== Extraits du matériel

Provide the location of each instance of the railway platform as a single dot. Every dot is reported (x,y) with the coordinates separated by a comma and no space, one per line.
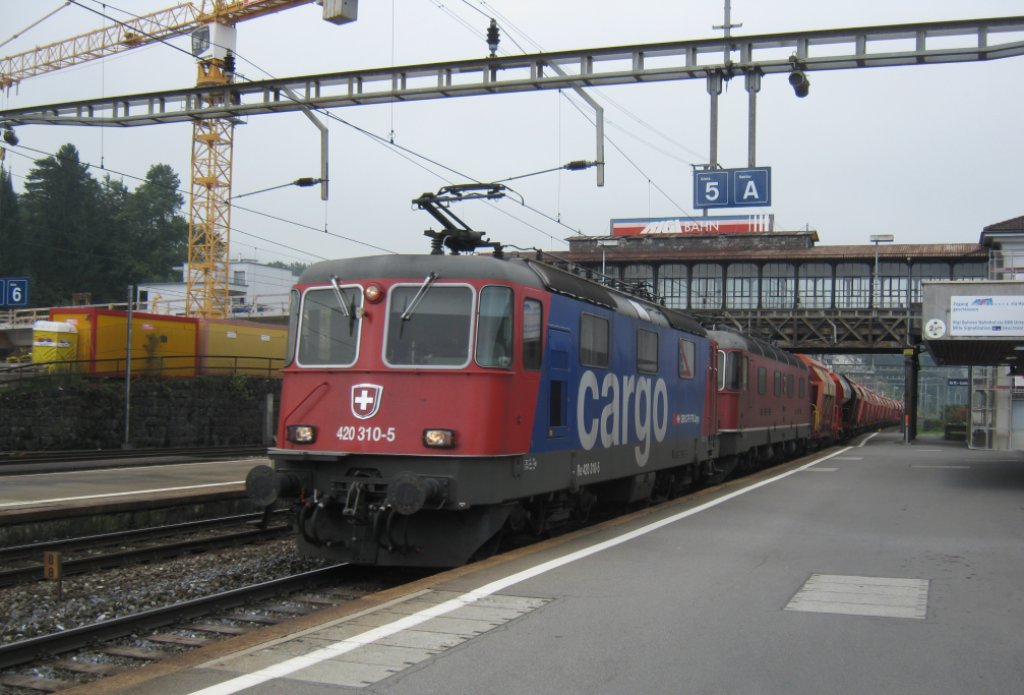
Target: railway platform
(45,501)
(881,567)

====
== Extraits du matériel

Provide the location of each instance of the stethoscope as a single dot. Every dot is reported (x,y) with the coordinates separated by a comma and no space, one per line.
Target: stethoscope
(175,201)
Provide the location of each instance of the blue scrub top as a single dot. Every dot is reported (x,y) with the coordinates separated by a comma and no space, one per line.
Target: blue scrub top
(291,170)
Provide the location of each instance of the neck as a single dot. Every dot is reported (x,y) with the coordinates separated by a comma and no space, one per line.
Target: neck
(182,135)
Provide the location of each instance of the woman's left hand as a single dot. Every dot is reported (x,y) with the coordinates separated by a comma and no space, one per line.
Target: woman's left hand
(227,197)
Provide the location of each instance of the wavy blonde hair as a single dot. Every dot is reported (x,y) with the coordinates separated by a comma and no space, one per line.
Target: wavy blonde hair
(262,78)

====
== Extraits du matériel

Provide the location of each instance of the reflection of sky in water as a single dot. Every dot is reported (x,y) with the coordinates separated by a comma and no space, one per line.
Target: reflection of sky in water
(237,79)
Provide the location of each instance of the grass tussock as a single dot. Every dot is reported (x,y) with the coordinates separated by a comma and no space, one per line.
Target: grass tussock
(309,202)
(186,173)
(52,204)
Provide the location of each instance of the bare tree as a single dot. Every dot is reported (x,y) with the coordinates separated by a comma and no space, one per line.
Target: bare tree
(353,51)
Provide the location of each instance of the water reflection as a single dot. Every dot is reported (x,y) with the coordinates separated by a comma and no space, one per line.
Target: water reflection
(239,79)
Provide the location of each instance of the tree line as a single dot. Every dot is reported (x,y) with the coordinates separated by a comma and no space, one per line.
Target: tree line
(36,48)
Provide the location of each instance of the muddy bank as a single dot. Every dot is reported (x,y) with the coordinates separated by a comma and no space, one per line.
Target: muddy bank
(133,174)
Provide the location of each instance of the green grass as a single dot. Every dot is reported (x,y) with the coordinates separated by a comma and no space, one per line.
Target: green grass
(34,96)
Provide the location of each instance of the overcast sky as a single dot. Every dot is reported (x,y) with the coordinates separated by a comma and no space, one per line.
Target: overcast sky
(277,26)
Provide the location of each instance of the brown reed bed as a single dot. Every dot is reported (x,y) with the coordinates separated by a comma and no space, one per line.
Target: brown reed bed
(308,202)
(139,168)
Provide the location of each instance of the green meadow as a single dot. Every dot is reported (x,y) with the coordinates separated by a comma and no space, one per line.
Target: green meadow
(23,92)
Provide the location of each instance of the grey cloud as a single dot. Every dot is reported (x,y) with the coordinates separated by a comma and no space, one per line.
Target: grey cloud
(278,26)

====

Relevez dans le matériel ci-dessus chaque ligne où figure le mot « wavy », puis recopiez-les toutes.

#### Solution complète
Provide the location of each instance of the wavy blonde hair as a single dot. Every dot is reported (x,y) with the coordinates separated by a comma and no space, one per line.
Target: wavy blonde hair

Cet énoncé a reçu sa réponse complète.